[AUFGABEN]
- a) In welchem Ort ist laut dem Forumsauszug „garnix los“?
- b) Schreib den Abschnitt aus dem Forumsauszug wortgetreu ab, angefangen bei "ok bin dann" bis einschließlich "hinfährt zum Fahren?".

[TEXTAUSZUG]

▶

Sonst war niemand da.............................!


GreeeTz Skkain


----------



## ghostlector (30. Mai 2005)

wer hat am  MI zeit zum biken?


----------



## visionthing (31. Mai 2005)

Mittwoch gegen Abend würde bei mir gehn, wann wolltest du denn starten?


----------



## ol!ver (1. Juni 2005)

hmm ich kann erst so um 7. aber ich denke, da es eh erst so um 10 halb 11 dunkel wird ... :>


----------



## gon (1. Juni 2005)

Ich bin heute auch so gegen 19:00 da.

gon


----------



## MTB-News.de




----------



## visionthing (1. Juni 2005)

ok bin dann auch so um ca. 19:00 oben.


----------



## N.E.R.D. (1. Juni 2005)

Hallo Leute!


also bei mir hier in Groß-Umstadt (nähe Darmstadt!) ist garnix los und mir ist sooo langweilig!  
könnt ihr mal sagen wo ihr immer hinfährt zum Fahren?
also bis dann!

◀

Quelldaten
▶

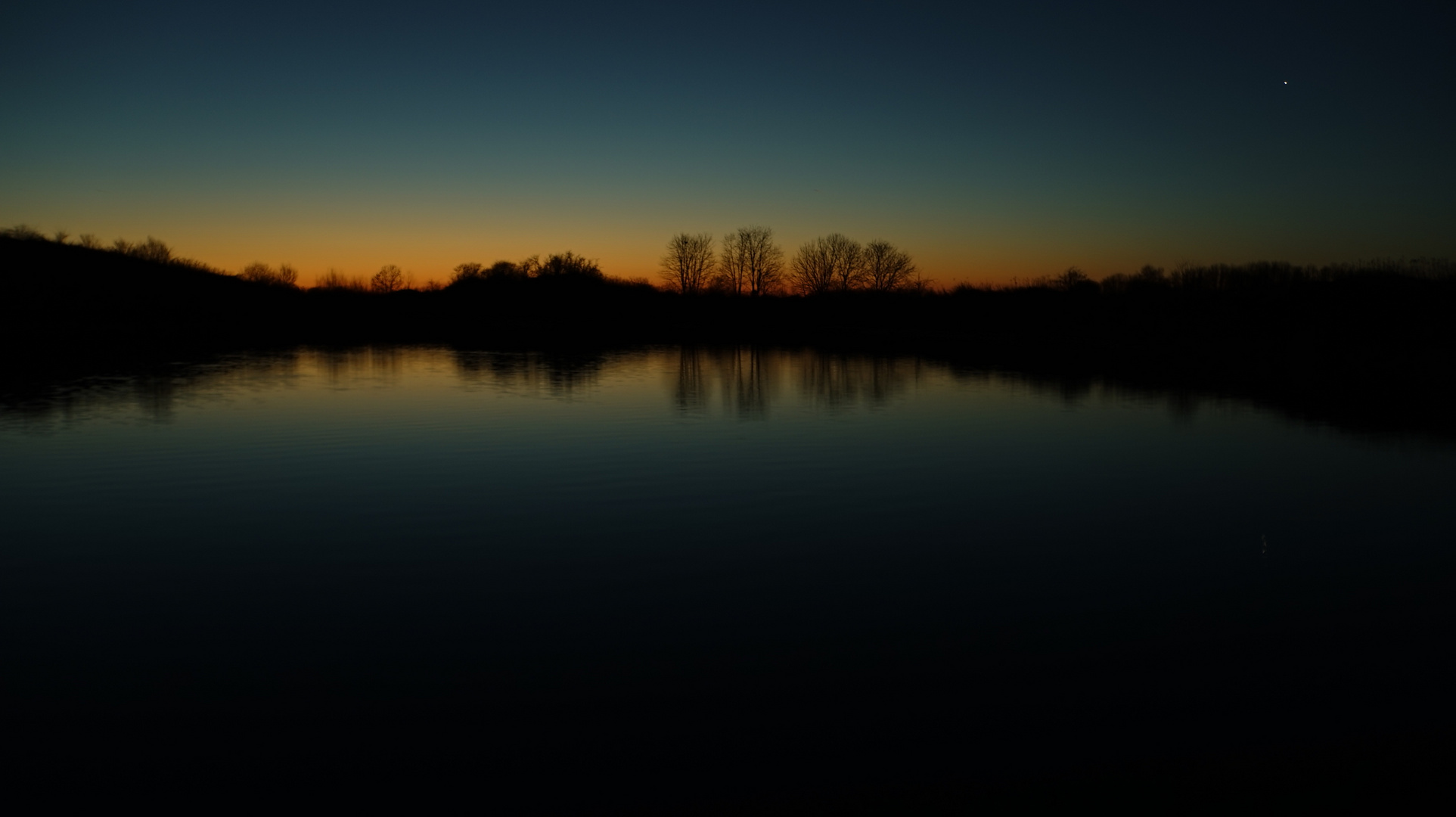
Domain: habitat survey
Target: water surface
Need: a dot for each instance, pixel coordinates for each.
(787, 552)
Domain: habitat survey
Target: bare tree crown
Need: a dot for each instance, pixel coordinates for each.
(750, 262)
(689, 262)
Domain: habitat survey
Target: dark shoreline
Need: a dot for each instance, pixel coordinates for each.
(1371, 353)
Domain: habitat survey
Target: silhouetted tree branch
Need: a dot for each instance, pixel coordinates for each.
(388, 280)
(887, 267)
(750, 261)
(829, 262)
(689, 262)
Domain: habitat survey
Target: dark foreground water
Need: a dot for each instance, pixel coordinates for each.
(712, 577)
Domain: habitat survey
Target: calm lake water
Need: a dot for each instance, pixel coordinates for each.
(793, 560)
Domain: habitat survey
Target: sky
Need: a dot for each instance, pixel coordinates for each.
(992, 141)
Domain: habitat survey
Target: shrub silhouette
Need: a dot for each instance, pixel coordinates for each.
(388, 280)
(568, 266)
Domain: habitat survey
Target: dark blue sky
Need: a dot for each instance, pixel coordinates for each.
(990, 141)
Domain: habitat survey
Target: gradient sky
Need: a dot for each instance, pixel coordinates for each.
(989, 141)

◀
▶

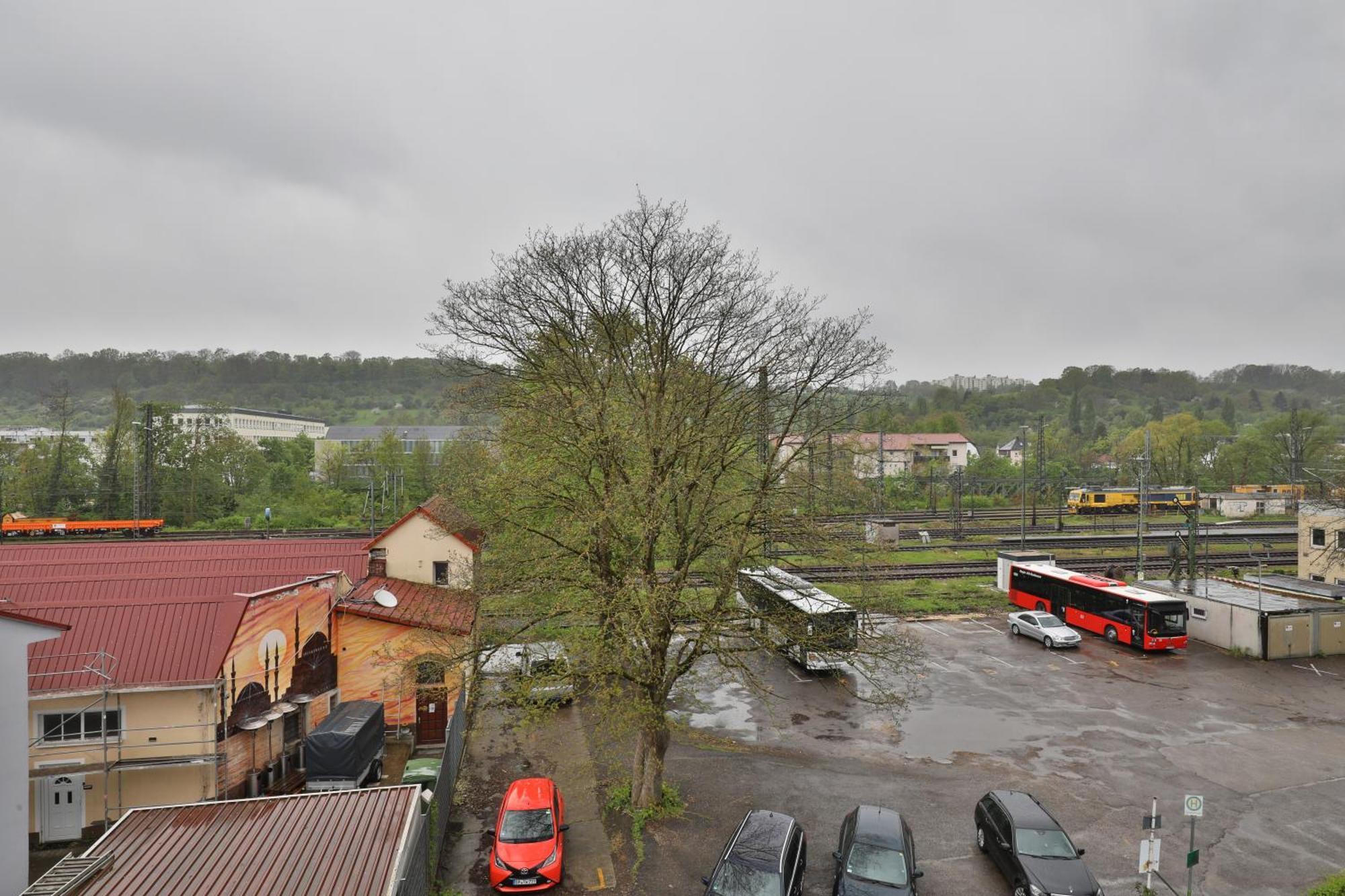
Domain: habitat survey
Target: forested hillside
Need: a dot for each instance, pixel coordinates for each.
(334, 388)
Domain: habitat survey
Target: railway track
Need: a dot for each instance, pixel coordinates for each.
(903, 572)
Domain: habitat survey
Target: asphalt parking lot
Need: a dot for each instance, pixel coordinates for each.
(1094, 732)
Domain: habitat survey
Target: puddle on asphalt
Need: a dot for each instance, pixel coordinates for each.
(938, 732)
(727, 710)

◀

[ANTWORTEN]
- a) In Groß-Umstadt, nahe Darmstadt.

- b)
ok bin dann auch so um ca. 19:00 oben.


----------



## N.E.R.D. (1. Juni 2005)

Hallo Leute!


also bei mir hier in Groß-Umstadt (nähe Darmstadt!) ist garnix los und mir ist sooo langweilig!  
könnt ihr mal sagen wo ihr immer hinfährt zum Fahren?